● Extrait fourni:
# # # # #

Les crises nous frappent de plein fouet. Si, en 2022, l’inflation aux Etats-Unis a atteint 9,1 %, l’impact sur nos États a été bien plus important encore, puisque l’inflation globale médiane en Afrique était de 10,3 %. La hausse des prix a même atteint 21,5 % au Nigeria et 33,8 % au Rwanda. Les mesures prises par les économies avancées pour y répondre ont exacerbé les difficultés auxquelles nous sommes confrontés. Les efforts déployés par la Réserve fédérale pour contrer ce phénomène aux Etats-Unis, par exemple, entraînent une augmentation des paiements au titre du service de nos dettes, érodant encore davantage notre capacité de réaction face aux crises.

# # # # #

● À faire: Reprenez l'extrait sur l'inflation et la dette des États africains après sa dernière phrase, en poursuivant le propos. Les lignes ci-après forment un matériau distinct de l'extrait.

# # # # #

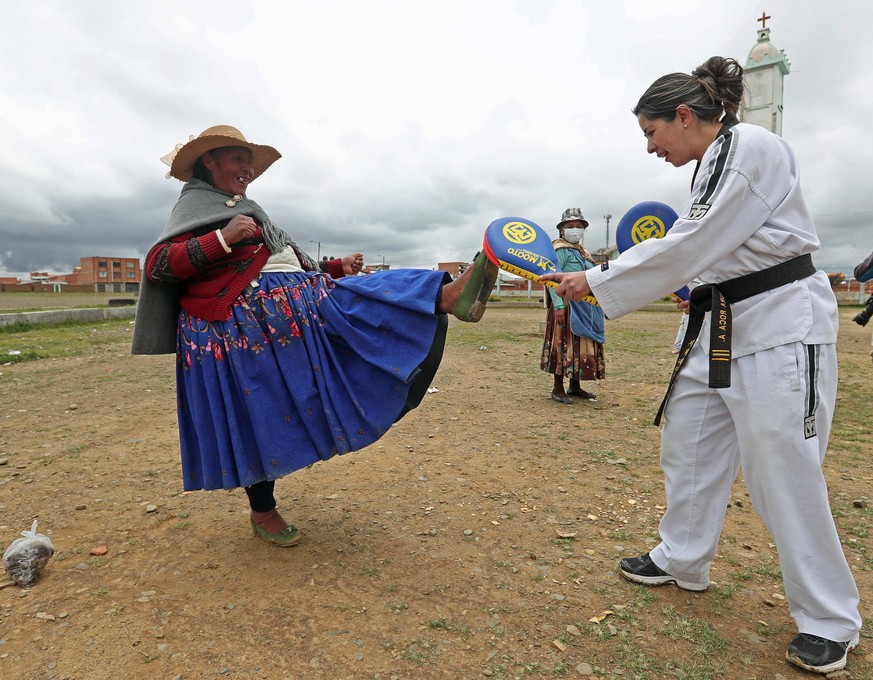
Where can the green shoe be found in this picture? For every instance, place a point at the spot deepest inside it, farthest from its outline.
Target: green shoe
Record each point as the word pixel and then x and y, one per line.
pixel 471 303
pixel 284 539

# # # # #

● Réponse:
La loi américaine sur l’inflation et le Green Deal européen prouvent que cette période extraordinaire exige des mesures extraordinaires. Mais le statu quo qui permet aux pays riches de prendre des mesures pour protéger leurs économies et se préparer au changement climatique n’offre pas le même luxe aux États africains. Il est temps d’inclure les nations vulnérables dans ce raisonnement, car les risques et les occasions n’ont jamais été si grands.
Si les investissements nécessaires ne sont pas dégagés à temps, cela pourrait conduire à une « décennie perdue » pour le développement de notre continent – avec toutes les implications humanitaires et de stabilité que cela implique.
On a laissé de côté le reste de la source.